Working data Start Marker

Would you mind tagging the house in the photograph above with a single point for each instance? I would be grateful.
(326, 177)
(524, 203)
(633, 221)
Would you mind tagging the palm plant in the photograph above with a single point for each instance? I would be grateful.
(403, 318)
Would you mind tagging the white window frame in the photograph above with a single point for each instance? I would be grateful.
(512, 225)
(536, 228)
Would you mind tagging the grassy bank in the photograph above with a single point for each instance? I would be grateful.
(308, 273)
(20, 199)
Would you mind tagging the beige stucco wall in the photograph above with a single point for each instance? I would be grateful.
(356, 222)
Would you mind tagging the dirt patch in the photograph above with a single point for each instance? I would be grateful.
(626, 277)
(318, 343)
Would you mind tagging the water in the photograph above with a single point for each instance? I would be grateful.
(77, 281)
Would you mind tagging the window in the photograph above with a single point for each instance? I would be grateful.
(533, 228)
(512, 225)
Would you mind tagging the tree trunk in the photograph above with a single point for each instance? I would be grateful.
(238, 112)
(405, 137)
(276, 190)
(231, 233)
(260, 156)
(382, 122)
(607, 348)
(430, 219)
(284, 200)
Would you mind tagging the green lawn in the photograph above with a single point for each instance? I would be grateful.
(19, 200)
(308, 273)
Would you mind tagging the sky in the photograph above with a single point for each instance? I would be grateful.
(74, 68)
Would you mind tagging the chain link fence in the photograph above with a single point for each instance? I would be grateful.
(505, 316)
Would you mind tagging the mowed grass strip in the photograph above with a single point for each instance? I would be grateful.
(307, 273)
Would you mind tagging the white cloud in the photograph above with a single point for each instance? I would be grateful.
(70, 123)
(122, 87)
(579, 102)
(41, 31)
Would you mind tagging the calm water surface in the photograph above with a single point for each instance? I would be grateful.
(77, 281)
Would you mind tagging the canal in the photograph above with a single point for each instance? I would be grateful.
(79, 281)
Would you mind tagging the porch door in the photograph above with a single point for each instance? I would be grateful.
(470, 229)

Working data End Marker

> Task goal
The expected response reproduces all of the data precisely.

> The answer
Would you mind tagging the house in the photograph above with a single point for each instance? I would be grateful.
(326, 177)
(524, 203)
(633, 221)
Would you mind tagging the palm plant in the photograph above with a single point for each instance? I would be grateful.
(403, 318)
Would you mind tagging the white window frame in the photograph above with a single point for each instance? I would be grateful.
(512, 225)
(536, 228)
Would you mind tagging the grassy bank in the photograph above with a single point for each instance? I would be grateful.
(308, 273)
(20, 199)
Would you mind tagging the beige stucco wall in the photograph above with a single point for each instance? I would be grateful.
(356, 222)
Would you mind tagging the dirt patch in the photograph above with a single point for each instance? I would be grateful.
(626, 277)
(318, 343)
Would you mind tagging the water in the photograph above with a single point for each instance? I would be grateful.
(77, 281)
Would you mind tagging the window in the photograph above with a single point for each instance? I would be grateful.
(533, 228)
(512, 225)
Would you mind tagging the tree trunk in the photograph above with a single point for each instance? I would be grateful.
(238, 112)
(405, 137)
(276, 190)
(231, 233)
(260, 156)
(382, 122)
(607, 348)
(430, 219)
(284, 200)
Would you mind tagging the green lawn in the photograph above with a single point for each instance? I would be grateful.
(19, 200)
(308, 273)
Would you mind tagging the sky in the photograph above with a single point for each instance? I would be grateful.
(74, 68)
Would you mind tagging the chain link fence in the photograph above with a single point for each instance? I would be grateful.
(505, 316)
Would you mind tagging the mowed grass strip in the photograph above with a single point for each instance? I would be grateful.
(307, 273)
Would you mind tagging the white cloud in the photograph above with a single point for each instance? I would be grateful.
(70, 123)
(122, 87)
(579, 102)
(41, 31)
Would you mind tagging the calm water surface in the photograph above with a single point for each instance? I would be grateful.
(77, 281)
Would you mind tagging the canal in the photograph above with a single point for each instance? I would be grateful.
(79, 281)
Would you mind tagging the porch door in the photograph above with a single point for each instance? I would be grateful.
(470, 229)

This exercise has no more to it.